TASK BRIEF :: Across the records, find how many lines include the string "below" and answer with only the figure.

(Dataset entries)
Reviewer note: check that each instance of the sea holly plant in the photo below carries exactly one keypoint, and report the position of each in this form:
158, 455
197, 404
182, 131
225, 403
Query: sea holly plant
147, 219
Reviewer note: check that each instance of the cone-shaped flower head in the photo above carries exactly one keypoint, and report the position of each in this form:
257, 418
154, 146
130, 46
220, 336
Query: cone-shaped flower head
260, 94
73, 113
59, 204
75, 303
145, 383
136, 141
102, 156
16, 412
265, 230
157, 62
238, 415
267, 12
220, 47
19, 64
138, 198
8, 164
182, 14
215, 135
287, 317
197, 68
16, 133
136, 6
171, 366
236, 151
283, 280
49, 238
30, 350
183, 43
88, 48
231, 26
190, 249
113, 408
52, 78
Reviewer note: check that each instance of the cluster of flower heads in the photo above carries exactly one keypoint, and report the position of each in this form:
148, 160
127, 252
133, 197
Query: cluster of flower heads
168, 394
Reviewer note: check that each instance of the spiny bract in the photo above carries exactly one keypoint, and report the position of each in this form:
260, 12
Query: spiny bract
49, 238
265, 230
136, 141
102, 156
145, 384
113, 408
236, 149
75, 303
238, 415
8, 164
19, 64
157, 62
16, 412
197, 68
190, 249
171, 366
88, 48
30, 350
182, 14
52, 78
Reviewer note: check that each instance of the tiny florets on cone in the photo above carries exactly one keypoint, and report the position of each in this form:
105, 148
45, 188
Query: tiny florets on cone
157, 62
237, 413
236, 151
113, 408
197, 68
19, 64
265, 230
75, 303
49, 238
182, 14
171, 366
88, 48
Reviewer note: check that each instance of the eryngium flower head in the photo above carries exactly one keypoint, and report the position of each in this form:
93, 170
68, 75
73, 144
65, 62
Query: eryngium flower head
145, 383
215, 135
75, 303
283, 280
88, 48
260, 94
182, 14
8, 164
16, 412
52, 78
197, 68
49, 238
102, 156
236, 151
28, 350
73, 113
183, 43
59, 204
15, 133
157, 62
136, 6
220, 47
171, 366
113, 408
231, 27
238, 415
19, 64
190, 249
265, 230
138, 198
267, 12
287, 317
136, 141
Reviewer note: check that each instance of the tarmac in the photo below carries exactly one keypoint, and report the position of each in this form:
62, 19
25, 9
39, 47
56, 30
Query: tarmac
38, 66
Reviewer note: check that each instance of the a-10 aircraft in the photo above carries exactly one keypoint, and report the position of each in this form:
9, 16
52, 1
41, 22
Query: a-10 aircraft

RESPONSE TO THE EXERCISE :: 2